• Consigne donnée A: D'après le passage sur l'ouvrage de Losurdo consacré à Nietzsche, quelle maison d'édition a traduit Democrazia e bonapartismo ?
• Consigne donnée B: Recopiez à l'identique l'extrait du passage sur Losurdo et Nietzsche qui commence par « Bollati Boringhieri. Torino, 2002. » et se poursuit jusqu'à « livre par D.Losurdo) ».

• Passage fourni:
════════
Bollati Boringhieri. Torino, 2002. 1174 pages.
"Dis-moi ce dont tu as besoin et je te trouverai une citation de Nietzsche [...] Pour l'Allemagne et contre l'Allemagne, pour la paix et contre la paix, pour la littérature et contre la littérature." (Tucholsky, Fraulein Nietzsche. Vom Wesen des Tragischen, 1932, mis en exergue de son livre par D.Losurdo)
Je ne sais pas si la somme de Losurdo sur Nietzsche, qui a fait grand bruit en Italie, trouvera un éditeur français. Il a fallu plus de dix ans pour qu'une petite maison d'édition, Le Temps des Cerises, traduise son Democrazia e bonapartismo, alors ne désespérons pas. Losurdo rompt, en effet, avec la tradition française du nietzschéisme - celle qui fait de Nietzsche un esthète ou un philosophe subversif post-soixante-huitard... Il prend au sérieux Nietzsche comme philosophe politique, tant il est vrai que la préoccupation politique traverse de part en part son oeuvre, en forme l'ossature et que toutes les évolutions successives de la pensée nietzschéenne sont d'abord des évolutions politiques.
Evidemment, nous avons pris l'habitude, ici, de détourner pudiquement le regard des textes où Nietzsche fait l"apologie de la supériorité de la race aryenne, réclame un "nouvel esclavage" ou "l'anéantissement des races décadences", "l'anéantissement de millions de mal réussis". Il y aurait, ses thuriféraires gauchistes, un bon Nietzsche à la pensée subversive, révolutionnaire, et quelques malheureux écarts de langage, voire des expressions à lire au troisième ou quatrième degré...
Losurdo procède à l'inverse: il montre patiemment comment cette dimension politique est inséparable de la pensée de Nietzsche. Ses évolutions, ses retournements philosophiques sont imbriqués aux retournements de la pensée politique et à l'histoire politique européenne. Sans faire un résumé ou une recension complète de l'ouvrage, je voudrais en donner ici quelques aperçus.
De l'authenticité allemande à la supériorité européenne
Losurdo montre en premier lieu que la Naissance de la tragédie et les textes de cette époque font appel à la "grécité" comme antidote à la modernité. C'est l'époque de la guerre franco-allemande, c'est aussi celle de la Commune de Paris. Losurdo souligne que "la correspondance et les fragments contemporains de la Naissance de la tragédie montrent de manière non équivoque avec quelle intensité Nietzsche a vécu la Commune de Paris et combien douloureuse et indélébile a été l'empreinte qu'a laissée en lui cet évènement." (p.14)
════════
• Matériel fourni:
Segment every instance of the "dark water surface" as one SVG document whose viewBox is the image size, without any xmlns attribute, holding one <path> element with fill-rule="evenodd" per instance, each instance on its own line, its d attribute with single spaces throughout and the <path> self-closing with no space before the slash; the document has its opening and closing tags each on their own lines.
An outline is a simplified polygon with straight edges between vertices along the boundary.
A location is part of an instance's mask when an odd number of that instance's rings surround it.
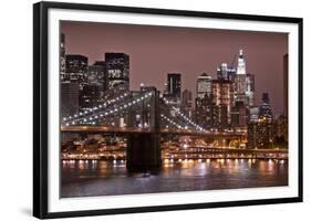
<svg viewBox="0 0 311 221">
<path fill-rule="evenodd" d="M 62 198 L 288 185 L 287 160 L 165 161 L 158 173 L 132 175 L 121 160 L 63 160 L 61 172 Z"/>
</svg>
════════
• Réponse finale A: Le Temps des Cerises.

• Réponse finale B:
Bollati Boringhieri. Torino, 2002. 1174 pages.
"Dis-moi ce dont tu as besoin et je te trouverai une citation de Nietzsche [...] Pour l'Allemagne et contre l'Allemagne, pour la paix et contre la paix, pour la littérature et contre la littérature." (Tucholsky, Fraulein Nietzsche. Vom Wesen des Tragischen, 1932, mis en exergue de son livre par D.Losurdo)